_Descrição do exercício_: Indique se cada afirmação a seguir está de acordo com o texto sobre a greve dos roteiristas. Responda sim ou não e cite literalmente as palavras do texto que decidem: (a) O Sindicato dos Roteiristas publicou um boletim em 14 de março. (b) Os projetos levam menos de seis meses para ficarem prontos. (c) A TV aberta e os programas ao vivo só sentirão a consequência da greve daqui a um ano.

_Trecho da fonte_:

┄┄┄┄┄┄

E não é apenas uma questão financeira, mas uma parte da criação também. A prática recente de “minirooms”, nos quais grupos de escritores trabalham em uma base de roteiro mesmo antes do programa ser aprovado também é alvo de reclamações. Alguns argumentam que o roteirista ganha menos e não participa do processo de produção depois, perdendo uma oportunidade de crescimento profissional. “As empresas usaram a transição para o streaming para reduzir o pagamento dos roteiristas e separar a escrita da produção, piorando as condições de trabalho para os roteiristas de séries em todos os níveis”, argumentou o Sindicato dos Roteiristas em um boletim de 14 de março, intitulado “Writers Are Not Keeping Up”.

Sem necessariamente ser a última questão, o grande medo atual também é o uso da inteligência artificial para textos. O sindicato quer um compromisso dos estúdios que não usem a tecnologia para reescrever scripts a partir de trabalhos humanos nem que peçam à roteiristas que reescrevam rascunhos de scripts criados pela IA.

O momento de pedir mais é bem ruim para os grandes estúdios, muitos que passaram por grandes fusões e estão demitindo funcionários mundialmente, como Warner, Amazon e Disney. Como os projetos levam de 6 meses a um ano para ficarem prontos, a greve vai demorar um pouco para afetar as plataformas, mas a TV aberta e os programas ao vivo sentirão a consequência ainda essa semana.

┄┄┄┄┄┄

_Trecho dos dados_:

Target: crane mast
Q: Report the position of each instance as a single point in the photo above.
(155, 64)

┄┄┄┄┄┄

_Resposta esperada_:
(a) Sim: "argumentou o Sindicato dos Roteiristas em um boletim de 14 de março".
(b) Não: "os projetos levam de 6 meses a um ano para ficarem prontos".
(c) Não: "a TV aberta e os programas ao vivo sentirão a consequência ainda essa semana".